-------- Data shown --------
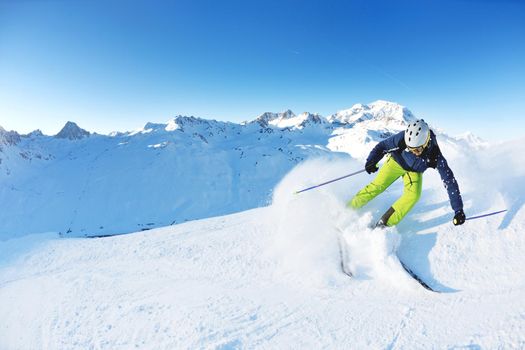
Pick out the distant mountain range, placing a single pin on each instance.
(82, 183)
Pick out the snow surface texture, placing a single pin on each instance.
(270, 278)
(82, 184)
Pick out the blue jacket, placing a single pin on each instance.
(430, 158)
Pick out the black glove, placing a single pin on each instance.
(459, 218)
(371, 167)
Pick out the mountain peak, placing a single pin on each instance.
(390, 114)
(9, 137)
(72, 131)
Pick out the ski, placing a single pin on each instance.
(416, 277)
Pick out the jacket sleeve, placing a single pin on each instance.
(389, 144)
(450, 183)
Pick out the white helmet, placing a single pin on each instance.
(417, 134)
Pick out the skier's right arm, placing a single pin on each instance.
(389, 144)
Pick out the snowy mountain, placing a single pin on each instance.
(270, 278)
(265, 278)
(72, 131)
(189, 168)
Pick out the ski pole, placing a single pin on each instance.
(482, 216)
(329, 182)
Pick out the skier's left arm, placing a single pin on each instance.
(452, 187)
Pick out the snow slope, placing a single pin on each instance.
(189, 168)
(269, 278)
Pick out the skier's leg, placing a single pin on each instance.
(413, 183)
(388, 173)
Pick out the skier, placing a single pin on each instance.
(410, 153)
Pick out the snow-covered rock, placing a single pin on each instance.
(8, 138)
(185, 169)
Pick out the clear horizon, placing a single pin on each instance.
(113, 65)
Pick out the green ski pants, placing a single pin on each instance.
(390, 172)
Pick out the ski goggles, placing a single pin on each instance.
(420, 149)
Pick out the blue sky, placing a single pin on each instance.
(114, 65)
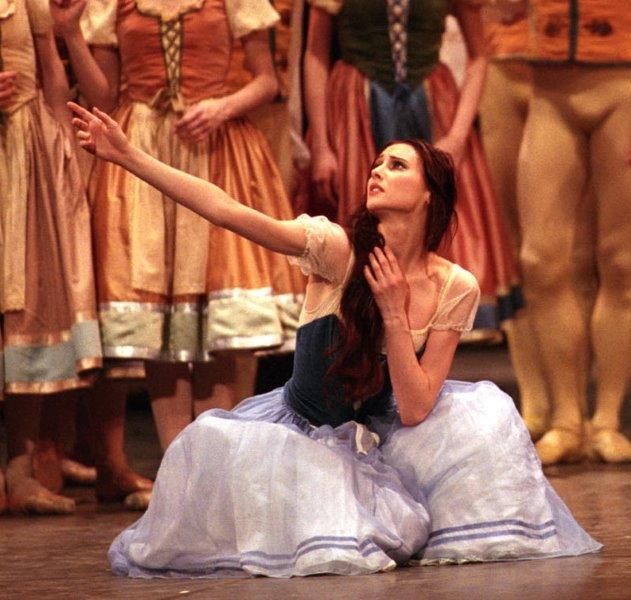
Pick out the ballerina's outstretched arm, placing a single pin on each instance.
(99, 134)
--------
-------- Data shown --------
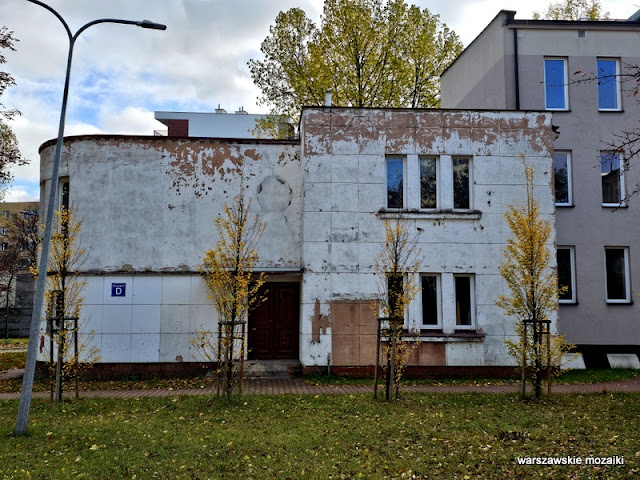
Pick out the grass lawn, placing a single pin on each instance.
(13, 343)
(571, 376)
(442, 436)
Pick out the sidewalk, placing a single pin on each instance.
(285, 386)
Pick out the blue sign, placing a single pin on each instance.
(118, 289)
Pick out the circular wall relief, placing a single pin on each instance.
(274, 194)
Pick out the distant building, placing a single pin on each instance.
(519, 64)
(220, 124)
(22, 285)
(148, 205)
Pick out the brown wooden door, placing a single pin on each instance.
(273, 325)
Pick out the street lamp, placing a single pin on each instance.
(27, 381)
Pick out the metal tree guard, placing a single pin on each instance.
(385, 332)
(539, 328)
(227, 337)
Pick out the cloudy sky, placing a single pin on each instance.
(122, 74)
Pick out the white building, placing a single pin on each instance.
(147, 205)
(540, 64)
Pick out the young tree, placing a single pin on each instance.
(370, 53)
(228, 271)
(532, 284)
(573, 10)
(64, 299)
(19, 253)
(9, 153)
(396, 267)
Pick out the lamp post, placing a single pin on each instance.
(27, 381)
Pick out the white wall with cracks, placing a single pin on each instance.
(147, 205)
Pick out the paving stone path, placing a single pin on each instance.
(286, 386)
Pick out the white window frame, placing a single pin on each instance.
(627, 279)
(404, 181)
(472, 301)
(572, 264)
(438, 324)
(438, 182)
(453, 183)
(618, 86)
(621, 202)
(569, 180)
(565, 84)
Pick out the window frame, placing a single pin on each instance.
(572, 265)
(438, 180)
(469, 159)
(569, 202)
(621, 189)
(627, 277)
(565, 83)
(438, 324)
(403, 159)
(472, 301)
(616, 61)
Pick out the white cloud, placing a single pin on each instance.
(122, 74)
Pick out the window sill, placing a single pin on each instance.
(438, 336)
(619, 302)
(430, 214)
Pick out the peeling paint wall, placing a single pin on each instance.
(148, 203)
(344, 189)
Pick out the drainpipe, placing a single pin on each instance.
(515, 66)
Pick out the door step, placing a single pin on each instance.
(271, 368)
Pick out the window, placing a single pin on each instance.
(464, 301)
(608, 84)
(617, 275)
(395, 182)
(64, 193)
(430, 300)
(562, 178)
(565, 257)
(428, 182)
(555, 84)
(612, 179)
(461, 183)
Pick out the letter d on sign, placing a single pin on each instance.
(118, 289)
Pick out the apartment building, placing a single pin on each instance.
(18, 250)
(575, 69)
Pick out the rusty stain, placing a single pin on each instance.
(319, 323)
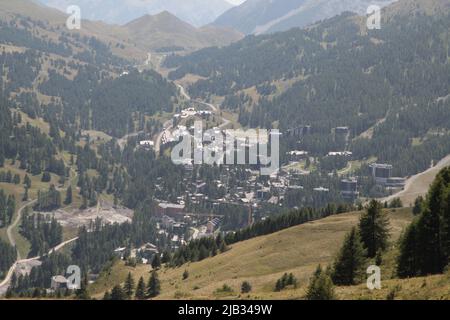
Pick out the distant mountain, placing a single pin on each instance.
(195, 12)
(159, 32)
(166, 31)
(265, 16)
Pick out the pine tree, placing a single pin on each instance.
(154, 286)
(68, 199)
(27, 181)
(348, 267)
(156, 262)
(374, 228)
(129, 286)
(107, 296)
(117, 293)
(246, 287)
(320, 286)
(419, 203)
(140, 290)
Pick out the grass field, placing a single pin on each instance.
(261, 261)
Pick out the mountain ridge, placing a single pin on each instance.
--------
-------- Data shown --------
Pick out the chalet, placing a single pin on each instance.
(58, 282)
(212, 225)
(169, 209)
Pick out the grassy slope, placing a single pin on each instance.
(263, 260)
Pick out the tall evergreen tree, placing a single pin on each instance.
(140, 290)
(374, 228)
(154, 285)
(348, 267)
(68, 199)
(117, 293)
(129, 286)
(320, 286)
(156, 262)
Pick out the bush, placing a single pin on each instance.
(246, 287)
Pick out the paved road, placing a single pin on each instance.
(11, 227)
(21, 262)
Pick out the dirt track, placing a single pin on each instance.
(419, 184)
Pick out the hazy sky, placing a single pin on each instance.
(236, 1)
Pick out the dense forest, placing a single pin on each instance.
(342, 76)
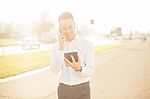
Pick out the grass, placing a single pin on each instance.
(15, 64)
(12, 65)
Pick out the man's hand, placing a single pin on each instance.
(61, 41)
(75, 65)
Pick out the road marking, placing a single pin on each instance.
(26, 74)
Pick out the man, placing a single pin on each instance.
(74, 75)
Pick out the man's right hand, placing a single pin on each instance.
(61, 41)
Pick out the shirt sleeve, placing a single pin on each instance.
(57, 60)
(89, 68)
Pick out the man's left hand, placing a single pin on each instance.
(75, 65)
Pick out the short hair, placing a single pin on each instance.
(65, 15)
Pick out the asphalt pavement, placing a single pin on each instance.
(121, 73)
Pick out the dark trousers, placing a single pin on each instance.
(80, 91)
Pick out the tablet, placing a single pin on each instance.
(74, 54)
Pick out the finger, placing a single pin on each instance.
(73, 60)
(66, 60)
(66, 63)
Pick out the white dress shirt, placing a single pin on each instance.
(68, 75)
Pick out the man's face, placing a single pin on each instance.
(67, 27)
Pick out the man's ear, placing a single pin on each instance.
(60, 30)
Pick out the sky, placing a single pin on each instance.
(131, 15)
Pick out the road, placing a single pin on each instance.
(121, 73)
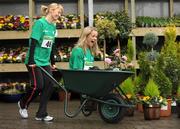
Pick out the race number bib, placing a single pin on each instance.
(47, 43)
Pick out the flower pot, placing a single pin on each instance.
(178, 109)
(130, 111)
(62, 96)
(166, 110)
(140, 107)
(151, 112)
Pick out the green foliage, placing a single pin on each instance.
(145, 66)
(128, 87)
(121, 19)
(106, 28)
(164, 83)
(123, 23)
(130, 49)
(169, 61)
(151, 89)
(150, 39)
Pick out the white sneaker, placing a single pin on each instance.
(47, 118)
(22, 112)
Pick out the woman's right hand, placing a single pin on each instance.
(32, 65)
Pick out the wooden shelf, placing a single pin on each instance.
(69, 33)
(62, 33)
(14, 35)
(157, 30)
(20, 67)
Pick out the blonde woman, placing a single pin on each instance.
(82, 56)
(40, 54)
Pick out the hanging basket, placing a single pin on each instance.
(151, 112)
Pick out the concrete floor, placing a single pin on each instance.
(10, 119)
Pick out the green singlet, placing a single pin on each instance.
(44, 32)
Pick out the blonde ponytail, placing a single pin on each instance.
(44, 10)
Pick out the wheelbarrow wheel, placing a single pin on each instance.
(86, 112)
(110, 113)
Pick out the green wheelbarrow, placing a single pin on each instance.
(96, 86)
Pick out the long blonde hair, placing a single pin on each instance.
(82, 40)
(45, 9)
--------
## Set task
Find every line in the records that contains the word "hand" and copy each of those lines out. Case counts.

## Problem solution
Pick out the man's hand, placing a single pin on each instance.
Pick out the man's right hand, placing a single pin on each instance.
Pick out the man's left hand, placing a single pin on each instance.
Pick out the woman's right hand, placing a single pin on each instance.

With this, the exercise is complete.